Instruction 1: In the listing below, copy everything from the line containing "where the fireplace" down through the line containing "[413,195,464,251]", keeping both of those lines and changing nothing.

Passage to read:
FI 8360

Special Topics in Corporate Finance

Assignment 2

Due Monday, April 25

The table below presents spot- and forward prices for three commodities (corn, cocoa and coffee) as well as annualized risk-free interest rates at the close of trading on Monday, April 14 2003.[1]

  1. For each commodity, create two line chart with months on the X-axis and two price series on the Y-axis:
  2. The forward prices that actually appear in the chart above, and
  3. The forward prices that would occur if there were no costly storage or convenience yield on the commodity.
  1. Calculate the (annual) convenience yield or cost of storage for each of the five forward contracts on each of the three commodities, and clearly label each as either convenience yield or cost of storage.

Instruction 2:
Answer these about the assignment above:
(a) When is it due?
(b) Which three commodities does the table cover?
(c) For how many forward contracts on each commodity must the convenience yield or cost of storage be calculated?

Given data:
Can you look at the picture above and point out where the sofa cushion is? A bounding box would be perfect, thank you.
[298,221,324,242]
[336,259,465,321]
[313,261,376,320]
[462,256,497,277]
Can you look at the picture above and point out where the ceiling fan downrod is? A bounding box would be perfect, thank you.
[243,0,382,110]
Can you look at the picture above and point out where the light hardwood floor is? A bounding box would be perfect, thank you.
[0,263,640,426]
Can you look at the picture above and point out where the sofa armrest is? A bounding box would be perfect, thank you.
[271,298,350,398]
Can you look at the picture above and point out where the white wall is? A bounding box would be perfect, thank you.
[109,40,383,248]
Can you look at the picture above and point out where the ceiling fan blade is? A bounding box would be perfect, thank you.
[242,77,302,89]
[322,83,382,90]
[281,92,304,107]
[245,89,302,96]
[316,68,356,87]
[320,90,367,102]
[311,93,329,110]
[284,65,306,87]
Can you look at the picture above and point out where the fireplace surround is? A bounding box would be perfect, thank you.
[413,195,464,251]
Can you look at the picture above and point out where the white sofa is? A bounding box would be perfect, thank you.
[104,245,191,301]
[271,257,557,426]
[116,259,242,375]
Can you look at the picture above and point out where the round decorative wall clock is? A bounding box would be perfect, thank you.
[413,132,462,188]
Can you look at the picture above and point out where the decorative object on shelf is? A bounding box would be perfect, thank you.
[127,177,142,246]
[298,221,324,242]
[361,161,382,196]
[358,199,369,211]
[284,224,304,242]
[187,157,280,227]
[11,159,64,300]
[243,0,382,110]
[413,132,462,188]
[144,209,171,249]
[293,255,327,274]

Worked solution 1:
Can you look at the picture above and point out where the fireplace surround is? A bounding box would be perfect, thank you.
[413,195,464,251]

Worked solution 2:
(a) Monday, April 25
(b) Corn, cocoa and coffee
(c) Five